▼

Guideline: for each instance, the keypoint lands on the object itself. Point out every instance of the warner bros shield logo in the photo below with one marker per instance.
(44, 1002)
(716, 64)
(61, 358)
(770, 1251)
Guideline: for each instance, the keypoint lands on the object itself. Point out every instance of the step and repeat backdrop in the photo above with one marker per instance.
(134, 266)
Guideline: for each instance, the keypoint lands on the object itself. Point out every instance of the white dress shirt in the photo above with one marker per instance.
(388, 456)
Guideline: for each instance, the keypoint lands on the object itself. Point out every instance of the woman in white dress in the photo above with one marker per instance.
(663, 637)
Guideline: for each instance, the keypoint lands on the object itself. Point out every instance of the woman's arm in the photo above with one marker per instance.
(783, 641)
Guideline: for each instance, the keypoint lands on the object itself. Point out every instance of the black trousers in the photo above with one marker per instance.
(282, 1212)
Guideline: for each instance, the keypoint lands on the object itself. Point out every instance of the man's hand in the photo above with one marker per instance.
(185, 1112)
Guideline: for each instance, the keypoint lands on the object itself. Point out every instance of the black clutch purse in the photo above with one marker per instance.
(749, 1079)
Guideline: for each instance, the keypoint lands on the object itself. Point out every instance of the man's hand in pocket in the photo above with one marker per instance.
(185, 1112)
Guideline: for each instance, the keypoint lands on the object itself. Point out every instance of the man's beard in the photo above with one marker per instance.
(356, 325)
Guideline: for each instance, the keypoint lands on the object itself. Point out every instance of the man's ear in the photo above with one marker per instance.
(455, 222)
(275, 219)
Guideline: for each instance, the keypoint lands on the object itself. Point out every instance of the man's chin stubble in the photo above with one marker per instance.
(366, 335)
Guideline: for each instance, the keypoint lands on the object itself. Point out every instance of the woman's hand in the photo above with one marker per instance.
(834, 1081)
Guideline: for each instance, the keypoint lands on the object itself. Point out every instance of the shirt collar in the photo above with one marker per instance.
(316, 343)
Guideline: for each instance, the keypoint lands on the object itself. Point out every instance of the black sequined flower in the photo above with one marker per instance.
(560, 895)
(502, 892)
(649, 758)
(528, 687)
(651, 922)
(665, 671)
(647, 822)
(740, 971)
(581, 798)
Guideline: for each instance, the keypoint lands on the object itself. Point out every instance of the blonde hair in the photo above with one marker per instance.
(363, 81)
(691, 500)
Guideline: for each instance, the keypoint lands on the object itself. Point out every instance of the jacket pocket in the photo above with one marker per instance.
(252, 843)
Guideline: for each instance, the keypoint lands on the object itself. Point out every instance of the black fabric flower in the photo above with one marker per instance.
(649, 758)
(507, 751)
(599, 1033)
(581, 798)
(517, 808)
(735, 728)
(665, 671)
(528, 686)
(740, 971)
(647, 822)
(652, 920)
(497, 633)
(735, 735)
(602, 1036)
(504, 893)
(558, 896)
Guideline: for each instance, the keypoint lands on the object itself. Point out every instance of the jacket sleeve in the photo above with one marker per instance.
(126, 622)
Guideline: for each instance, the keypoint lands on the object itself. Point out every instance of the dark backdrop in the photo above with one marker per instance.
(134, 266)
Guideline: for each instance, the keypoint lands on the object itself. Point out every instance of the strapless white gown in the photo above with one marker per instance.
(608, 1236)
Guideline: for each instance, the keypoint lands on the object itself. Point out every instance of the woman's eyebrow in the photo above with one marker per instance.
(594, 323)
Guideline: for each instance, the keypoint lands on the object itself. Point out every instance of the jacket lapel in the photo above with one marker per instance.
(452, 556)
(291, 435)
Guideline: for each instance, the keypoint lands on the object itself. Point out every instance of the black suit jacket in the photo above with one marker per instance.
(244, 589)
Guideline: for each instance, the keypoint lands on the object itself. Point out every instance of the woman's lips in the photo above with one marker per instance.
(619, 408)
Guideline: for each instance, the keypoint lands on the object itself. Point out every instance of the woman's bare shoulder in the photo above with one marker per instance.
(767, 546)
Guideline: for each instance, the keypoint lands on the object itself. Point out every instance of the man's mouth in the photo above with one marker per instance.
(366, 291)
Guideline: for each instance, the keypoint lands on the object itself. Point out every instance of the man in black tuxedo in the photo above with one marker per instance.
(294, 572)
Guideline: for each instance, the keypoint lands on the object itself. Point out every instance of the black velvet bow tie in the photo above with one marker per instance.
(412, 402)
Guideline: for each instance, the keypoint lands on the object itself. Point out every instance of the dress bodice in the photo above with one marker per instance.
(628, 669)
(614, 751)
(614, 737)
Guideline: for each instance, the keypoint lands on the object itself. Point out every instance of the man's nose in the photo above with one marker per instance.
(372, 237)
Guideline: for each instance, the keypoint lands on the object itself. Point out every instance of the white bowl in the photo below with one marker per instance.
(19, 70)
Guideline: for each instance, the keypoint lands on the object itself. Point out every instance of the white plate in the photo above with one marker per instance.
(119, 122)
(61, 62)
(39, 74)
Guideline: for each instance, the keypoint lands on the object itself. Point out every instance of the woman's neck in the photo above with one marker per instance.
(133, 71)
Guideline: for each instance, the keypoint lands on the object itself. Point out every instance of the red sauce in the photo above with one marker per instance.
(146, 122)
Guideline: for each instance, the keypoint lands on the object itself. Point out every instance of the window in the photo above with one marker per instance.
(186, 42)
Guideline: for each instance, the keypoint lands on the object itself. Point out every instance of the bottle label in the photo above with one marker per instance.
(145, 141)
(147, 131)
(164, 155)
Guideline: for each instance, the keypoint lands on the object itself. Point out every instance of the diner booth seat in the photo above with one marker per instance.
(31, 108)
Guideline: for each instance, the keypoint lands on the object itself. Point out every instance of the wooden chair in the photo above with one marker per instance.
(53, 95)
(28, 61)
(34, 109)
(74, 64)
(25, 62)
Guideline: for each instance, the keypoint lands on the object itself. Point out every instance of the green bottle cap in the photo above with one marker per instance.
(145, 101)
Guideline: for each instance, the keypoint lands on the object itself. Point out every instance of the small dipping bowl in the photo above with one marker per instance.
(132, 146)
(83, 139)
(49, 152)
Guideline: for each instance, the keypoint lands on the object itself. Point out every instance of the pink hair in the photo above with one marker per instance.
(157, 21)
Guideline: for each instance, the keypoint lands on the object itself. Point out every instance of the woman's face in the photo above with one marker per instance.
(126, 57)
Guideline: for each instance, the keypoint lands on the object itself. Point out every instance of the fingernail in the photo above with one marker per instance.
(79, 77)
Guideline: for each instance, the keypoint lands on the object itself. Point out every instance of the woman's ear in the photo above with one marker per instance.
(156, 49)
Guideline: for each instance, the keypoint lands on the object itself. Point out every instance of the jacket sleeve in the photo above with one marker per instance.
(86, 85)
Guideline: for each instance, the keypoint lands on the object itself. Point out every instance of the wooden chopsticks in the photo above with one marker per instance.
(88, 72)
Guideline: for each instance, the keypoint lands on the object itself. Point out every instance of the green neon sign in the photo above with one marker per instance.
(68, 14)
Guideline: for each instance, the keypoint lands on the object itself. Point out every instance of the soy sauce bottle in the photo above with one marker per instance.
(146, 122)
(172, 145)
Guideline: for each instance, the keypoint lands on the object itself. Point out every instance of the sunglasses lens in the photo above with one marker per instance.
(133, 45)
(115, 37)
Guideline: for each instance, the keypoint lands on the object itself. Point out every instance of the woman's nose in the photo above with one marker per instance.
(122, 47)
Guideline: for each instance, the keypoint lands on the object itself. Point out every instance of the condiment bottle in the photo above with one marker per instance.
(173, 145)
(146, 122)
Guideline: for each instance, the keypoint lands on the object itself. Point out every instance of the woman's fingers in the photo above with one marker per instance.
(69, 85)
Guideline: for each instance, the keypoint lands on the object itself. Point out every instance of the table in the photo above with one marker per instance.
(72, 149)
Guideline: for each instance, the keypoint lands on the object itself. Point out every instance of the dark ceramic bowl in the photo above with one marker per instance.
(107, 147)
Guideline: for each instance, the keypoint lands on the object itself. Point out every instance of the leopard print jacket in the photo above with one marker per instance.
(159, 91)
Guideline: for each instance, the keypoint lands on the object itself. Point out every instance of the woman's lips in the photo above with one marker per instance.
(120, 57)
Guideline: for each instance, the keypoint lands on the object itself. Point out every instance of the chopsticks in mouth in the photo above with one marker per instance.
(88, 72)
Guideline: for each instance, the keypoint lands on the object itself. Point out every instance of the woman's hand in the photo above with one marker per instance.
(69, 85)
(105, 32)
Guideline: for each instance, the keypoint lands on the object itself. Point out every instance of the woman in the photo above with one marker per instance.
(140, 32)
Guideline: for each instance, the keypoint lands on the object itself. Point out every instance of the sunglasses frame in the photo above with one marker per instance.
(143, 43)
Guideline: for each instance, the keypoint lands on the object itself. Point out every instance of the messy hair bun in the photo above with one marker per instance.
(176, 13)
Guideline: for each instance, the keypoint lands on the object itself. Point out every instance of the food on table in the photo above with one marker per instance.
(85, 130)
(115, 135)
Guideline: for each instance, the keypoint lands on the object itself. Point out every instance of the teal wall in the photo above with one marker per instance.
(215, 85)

▲

◆ **Task**: Starting with the first line of the data and going on through the line with "(770, 1251)", write those lines out again, requests included. Scale every coordinate in the answers by 2.45 and round each result to a whole number, with halves rounded up. Give only those lines.

◆ **Problem solution**:
Guideline: for each instance, the keypoint lands on the object itself. Point out every instance of the warner bros shield logo in the photo below with one marker per instance.
(108, 2455)
(1754, 157)
(149, 877)
(1887, 3065)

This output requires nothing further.